TASK INSTRUCTIONS> Please reproduce, exactly and with nothing added, the line containing "In the photograph above, where can the hillside" and every line after it to the end of the records.

========================================

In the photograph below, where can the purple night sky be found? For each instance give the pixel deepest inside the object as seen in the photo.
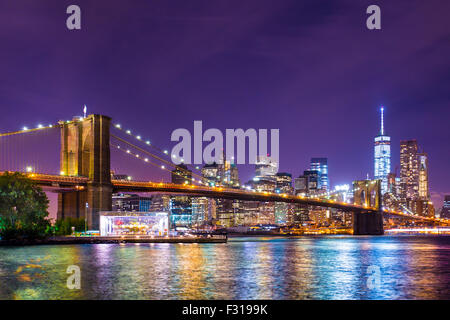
(310, 68)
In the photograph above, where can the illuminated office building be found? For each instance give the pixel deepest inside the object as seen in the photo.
(265, 166)
(414, 187)
(130, 202)
(445, 213)
(321, 166)
(422, 161)
(181, 174)
(283, 210)
(382, 163)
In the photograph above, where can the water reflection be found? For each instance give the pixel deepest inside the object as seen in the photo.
(333, 267)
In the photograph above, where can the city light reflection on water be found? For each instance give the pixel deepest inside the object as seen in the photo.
(325, 267)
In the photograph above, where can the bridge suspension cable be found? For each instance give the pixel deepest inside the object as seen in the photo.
(155, 156)
(165, 152)
(147, 161)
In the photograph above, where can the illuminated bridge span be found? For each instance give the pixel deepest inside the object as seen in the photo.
(85, 177)
(80, 183)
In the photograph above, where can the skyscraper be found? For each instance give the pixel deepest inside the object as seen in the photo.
(445, 213)
(414, 188)
(321, 166)
(382, 163)
(409, 170)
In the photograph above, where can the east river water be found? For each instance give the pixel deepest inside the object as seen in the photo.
(322, 267)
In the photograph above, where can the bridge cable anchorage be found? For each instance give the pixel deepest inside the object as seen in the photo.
(147, 142)
(18, 149)
(26, 130)
(146, 160)
(158, 158)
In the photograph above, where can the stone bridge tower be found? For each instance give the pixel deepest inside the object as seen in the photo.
(368, 193)
(85, 152)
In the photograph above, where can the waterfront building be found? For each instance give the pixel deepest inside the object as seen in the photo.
(118, 223)
(130, 202)
(181, 174)
(211, 174)
(283, 211)
(265, 166)
(409, 171)
(321, 166)
(180, 208)
(424, 192)
(301, 185)
(382, 156)
(414, 186)
(445, 212)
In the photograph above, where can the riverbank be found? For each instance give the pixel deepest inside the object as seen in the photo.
(112, 239)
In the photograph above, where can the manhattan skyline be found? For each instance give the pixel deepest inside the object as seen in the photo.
(312, 70)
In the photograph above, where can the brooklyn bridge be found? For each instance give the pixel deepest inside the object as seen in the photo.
(85, 184)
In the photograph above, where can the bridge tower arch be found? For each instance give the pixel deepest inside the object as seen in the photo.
(367, 193)
(85, 152)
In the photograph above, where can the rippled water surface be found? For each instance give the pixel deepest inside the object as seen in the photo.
(331, 267)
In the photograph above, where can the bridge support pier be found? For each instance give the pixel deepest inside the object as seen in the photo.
(85, 152)
(368, 223)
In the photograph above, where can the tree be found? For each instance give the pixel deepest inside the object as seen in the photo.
(23, 208)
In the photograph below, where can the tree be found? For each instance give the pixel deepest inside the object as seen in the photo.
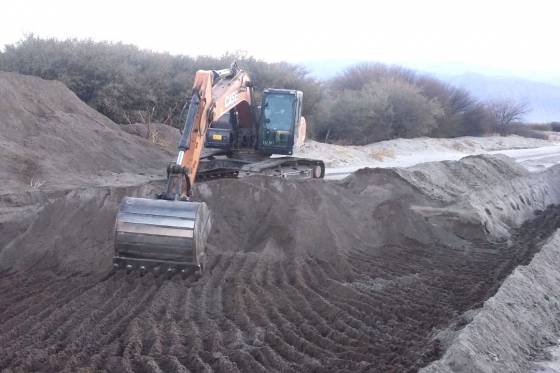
(504, 112)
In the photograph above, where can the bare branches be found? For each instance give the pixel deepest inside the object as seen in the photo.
(505, 112)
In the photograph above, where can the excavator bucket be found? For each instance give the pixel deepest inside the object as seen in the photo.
(161, 235)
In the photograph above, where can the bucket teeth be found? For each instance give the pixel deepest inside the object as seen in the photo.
(154, 235)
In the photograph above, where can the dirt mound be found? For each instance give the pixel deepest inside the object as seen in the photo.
(157, 133)
(356, 275)
(50, 139)
(514, 327)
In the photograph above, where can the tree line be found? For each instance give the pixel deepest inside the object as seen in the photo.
(364, 103)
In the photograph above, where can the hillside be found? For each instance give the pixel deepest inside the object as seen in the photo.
(543, 99)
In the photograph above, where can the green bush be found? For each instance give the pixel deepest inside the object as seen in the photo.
(364, 103)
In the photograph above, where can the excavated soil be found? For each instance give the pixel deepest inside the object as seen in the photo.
(357, 275)
(373, 273)
(49, 139)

========================================

SOLUTION TO THIS PROBLEM>
In the photograph above, where can the hillside be found? For each instance give the pixel deepest inside the object as seen in the photo.
(543, 99)
In the photograph above, where can the green bush be found? For each instance give the pixel deepest inside the object as seen in the photo.
(364, 103)
In the photograph above, where can the excavated soil be found? For each instance give the pixel deepest inside the object as seen in the photo.
(357, 275)
(373, 273)
(49, 139)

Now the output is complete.